Dataset excerpts
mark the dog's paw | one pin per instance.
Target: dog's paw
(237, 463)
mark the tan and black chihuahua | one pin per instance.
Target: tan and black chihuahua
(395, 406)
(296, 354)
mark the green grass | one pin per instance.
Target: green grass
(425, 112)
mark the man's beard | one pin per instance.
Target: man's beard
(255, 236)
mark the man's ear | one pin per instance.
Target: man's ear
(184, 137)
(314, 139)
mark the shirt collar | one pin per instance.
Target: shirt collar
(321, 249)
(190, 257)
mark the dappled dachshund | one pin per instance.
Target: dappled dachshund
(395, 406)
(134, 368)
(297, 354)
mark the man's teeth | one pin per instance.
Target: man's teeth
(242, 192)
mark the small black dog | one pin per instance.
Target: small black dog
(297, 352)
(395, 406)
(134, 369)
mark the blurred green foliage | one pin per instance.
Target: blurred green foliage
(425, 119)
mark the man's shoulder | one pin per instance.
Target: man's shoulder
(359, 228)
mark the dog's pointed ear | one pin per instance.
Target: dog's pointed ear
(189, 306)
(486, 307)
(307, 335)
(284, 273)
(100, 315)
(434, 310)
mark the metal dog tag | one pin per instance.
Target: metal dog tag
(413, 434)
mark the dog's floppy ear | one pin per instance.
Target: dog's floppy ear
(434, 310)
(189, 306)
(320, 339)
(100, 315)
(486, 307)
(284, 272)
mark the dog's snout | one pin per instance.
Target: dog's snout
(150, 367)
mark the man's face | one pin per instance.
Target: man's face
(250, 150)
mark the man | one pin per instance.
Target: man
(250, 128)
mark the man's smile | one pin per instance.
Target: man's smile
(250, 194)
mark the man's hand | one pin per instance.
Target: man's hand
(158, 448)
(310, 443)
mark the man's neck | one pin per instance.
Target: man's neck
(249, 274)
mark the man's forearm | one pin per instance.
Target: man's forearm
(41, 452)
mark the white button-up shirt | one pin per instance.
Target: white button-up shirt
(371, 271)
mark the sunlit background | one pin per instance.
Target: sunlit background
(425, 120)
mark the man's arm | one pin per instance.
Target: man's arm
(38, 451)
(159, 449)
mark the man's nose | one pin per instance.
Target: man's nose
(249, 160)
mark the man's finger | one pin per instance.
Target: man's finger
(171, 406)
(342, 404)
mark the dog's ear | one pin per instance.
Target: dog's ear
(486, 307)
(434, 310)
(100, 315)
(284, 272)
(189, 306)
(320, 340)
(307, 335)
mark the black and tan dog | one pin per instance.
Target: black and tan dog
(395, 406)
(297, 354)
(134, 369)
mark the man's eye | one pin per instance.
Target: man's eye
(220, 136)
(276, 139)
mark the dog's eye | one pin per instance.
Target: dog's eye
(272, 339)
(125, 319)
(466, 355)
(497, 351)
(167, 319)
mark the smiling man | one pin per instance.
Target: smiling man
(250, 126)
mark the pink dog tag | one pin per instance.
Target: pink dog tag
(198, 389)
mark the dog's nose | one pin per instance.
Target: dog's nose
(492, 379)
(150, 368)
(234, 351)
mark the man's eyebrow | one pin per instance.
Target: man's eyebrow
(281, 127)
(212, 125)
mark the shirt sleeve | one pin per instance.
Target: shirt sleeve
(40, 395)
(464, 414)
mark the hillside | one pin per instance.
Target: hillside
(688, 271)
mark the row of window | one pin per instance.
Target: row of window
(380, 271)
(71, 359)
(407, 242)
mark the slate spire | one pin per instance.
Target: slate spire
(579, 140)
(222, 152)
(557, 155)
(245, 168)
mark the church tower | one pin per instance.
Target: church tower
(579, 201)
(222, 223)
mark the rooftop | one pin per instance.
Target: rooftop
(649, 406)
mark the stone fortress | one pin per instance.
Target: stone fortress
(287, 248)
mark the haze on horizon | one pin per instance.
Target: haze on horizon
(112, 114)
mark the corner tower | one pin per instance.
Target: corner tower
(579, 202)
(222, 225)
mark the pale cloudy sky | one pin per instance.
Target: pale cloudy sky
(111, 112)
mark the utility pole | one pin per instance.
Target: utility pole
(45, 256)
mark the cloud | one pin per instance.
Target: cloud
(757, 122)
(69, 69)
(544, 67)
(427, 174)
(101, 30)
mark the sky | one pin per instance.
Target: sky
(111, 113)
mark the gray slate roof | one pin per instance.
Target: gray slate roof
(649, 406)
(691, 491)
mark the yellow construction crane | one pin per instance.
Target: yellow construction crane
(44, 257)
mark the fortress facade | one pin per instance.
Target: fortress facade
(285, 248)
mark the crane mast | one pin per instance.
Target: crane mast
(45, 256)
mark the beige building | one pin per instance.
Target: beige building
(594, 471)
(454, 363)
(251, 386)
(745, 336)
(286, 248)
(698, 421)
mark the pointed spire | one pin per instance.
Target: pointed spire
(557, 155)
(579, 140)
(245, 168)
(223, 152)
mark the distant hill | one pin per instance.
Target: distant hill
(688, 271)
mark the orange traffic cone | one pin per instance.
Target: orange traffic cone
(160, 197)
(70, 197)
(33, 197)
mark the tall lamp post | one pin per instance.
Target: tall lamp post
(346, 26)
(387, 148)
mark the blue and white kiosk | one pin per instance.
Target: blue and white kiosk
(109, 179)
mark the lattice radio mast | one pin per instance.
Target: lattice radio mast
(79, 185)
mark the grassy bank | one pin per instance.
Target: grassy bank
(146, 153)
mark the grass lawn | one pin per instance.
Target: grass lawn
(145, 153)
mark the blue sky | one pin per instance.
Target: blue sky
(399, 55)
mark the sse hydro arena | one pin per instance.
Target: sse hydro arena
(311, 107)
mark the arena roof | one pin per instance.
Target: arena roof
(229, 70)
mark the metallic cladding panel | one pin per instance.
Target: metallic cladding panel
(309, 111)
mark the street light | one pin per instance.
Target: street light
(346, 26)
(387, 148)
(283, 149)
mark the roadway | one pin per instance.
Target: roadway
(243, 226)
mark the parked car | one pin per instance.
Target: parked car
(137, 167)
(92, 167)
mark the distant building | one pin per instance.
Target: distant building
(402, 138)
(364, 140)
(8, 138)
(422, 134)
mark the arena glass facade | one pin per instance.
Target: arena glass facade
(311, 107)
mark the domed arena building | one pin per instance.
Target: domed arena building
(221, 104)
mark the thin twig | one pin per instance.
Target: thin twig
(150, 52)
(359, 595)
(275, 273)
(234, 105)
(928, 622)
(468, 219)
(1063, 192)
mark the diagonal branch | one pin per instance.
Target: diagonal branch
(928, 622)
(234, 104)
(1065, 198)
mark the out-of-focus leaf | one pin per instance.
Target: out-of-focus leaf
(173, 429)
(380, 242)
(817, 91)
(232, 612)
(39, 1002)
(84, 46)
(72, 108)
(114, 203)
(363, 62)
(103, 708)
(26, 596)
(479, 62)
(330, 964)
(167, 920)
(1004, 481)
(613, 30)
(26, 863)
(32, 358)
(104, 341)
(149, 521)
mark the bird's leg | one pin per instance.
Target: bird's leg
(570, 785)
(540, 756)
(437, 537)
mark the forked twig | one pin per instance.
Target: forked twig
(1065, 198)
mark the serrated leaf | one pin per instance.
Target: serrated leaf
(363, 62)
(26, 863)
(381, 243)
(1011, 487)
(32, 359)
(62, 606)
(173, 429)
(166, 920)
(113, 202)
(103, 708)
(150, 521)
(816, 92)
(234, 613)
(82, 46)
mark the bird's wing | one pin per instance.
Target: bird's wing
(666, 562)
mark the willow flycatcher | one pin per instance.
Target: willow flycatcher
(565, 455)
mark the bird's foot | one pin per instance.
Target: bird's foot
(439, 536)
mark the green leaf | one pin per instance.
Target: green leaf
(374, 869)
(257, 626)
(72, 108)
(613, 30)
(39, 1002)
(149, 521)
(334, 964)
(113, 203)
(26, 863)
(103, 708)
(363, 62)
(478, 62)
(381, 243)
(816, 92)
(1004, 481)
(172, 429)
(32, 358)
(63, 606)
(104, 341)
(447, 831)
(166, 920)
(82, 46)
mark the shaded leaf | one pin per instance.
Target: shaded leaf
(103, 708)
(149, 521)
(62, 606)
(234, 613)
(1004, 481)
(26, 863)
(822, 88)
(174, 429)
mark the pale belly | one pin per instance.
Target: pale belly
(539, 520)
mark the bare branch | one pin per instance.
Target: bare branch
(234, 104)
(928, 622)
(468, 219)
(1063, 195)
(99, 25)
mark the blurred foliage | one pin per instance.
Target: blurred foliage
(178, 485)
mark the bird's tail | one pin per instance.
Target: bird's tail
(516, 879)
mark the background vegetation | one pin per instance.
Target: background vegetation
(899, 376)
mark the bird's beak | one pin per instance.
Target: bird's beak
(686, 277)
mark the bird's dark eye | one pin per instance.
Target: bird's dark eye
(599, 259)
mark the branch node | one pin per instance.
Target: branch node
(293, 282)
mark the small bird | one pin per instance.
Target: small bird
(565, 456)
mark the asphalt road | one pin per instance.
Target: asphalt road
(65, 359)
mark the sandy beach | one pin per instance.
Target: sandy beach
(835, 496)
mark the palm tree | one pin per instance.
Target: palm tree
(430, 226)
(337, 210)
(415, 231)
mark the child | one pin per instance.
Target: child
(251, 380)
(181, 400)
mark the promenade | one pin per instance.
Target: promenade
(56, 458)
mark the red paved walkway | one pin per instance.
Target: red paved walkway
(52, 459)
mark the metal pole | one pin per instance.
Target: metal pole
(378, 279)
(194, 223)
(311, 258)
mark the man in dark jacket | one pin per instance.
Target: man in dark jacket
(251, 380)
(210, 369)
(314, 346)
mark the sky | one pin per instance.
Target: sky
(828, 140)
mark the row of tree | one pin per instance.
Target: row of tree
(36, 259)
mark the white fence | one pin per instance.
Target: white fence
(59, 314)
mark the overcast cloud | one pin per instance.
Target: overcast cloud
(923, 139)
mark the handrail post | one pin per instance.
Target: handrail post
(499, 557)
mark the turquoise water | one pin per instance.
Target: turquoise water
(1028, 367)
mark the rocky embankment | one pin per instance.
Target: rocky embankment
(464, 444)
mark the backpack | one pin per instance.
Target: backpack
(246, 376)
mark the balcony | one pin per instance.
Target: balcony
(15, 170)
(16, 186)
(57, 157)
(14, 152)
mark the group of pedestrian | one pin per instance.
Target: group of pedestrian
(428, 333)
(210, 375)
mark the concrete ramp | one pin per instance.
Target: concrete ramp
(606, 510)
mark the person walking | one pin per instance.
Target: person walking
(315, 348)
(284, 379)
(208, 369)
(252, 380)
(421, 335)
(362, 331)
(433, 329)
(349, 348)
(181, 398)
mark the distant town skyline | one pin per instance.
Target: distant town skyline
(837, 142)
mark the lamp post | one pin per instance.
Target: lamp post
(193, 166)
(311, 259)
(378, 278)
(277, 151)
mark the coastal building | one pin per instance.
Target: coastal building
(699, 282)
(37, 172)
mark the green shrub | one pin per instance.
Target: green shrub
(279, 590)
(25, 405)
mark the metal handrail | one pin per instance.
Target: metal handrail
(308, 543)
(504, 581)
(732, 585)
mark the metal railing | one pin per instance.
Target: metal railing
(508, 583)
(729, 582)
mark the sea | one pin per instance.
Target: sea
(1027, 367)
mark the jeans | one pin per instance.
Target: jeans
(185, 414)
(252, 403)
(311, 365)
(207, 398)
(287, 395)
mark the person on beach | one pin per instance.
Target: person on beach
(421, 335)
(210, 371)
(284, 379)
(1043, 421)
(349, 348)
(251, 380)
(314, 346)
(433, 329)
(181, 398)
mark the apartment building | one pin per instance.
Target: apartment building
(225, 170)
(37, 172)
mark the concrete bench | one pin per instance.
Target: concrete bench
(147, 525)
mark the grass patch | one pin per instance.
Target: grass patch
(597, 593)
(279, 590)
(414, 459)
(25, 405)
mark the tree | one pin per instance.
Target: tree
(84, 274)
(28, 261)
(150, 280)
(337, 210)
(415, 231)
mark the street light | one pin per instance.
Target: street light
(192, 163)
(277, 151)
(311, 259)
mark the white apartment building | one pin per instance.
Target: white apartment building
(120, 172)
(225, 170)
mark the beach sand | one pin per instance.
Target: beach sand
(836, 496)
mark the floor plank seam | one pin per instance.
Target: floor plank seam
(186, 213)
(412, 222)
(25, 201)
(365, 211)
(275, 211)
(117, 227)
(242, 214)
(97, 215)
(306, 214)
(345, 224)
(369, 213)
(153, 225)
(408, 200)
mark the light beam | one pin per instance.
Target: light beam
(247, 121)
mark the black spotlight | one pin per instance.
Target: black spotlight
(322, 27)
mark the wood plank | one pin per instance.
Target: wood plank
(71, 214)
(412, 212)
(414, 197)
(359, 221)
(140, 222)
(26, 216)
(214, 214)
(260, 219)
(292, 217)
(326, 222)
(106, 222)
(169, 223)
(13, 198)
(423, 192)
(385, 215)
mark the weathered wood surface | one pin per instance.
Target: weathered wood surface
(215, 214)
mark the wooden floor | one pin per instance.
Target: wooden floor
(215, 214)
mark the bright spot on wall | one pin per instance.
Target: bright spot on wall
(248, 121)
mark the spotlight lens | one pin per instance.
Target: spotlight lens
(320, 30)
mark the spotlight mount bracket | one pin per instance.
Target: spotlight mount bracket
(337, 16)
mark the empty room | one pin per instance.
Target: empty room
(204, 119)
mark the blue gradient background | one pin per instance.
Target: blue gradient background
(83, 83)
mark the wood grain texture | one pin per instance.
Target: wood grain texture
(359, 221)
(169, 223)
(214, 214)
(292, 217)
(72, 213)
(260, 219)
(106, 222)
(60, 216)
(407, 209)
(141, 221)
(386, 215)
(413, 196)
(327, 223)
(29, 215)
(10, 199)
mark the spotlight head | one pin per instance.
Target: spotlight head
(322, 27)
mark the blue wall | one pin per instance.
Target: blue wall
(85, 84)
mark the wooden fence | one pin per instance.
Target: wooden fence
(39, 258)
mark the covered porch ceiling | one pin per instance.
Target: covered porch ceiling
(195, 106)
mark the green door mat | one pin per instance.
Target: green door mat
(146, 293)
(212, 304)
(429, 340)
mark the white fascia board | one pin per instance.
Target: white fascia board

- **Work item**
From the entries above, return exactly the line containing "Target: lamp post", the line containing "mark the floor", and all lines between, and nothing else.

- **Answer area**
Target: lamp post
(193, 166)
(311, 259)
(378, 278)
(277, 151)
mark the coastal building | one pin per instance.
Target: coastal building
(699, 282)
(37, 172)
mark the green shrub | one pin per instance.
Target: green shrub
(279, 590)
(25, 405)
mark the metal handrail | one pin per instance.
Target: metal handrail
(308, 543)
(504, 581)
(732, 585)
mark the metal railing | one pin per instance.
Target: metal railing
(508, 583)
(729, 582)
mark the sea | one pin per instance.
Target: sea
(1027, 367)
mark the jeans | one pin per instance.
Target: jeans
(185, 414)
(252, 403)
(311, 365)
(207, 398)
(287, 395)
mark the person on beach | one pin per instance.
Target: person on beach
(421, 335)
(210, 371)
(284, 379)
(1043, 421)
(349, 348)
(251, 380)
(314, 346)
(433, 329)
(181, 398)
mark the apartment building | one pin per instance.
Target: apartment building
(225, 170)
(37, 172)
mark the concrete bench | one pin per instance.
Target: concrete bench
(147, 525)
mark the grass patch | one pin per instance.
Target: grass patch
(597, 593)
(279, 590)
(414, 459)
(25, 405)
mark the tree | one pin per instance.
Target: tree
(84, 274)
(28, 261)
(150, 280)
(337, 210)
(415, 231)
mark the street light | one pin per instance.
Target: street light
(192, 163)
(277, 151)
(311, 259)
mark the white apartment building | one pin per instance.
Target: white apartment building
(120, 172)
(225, 170)
mark the beach sand | one pin per instance.
Target: beach sand
(836, 496)
mark the floor plank seam | one pin per instance.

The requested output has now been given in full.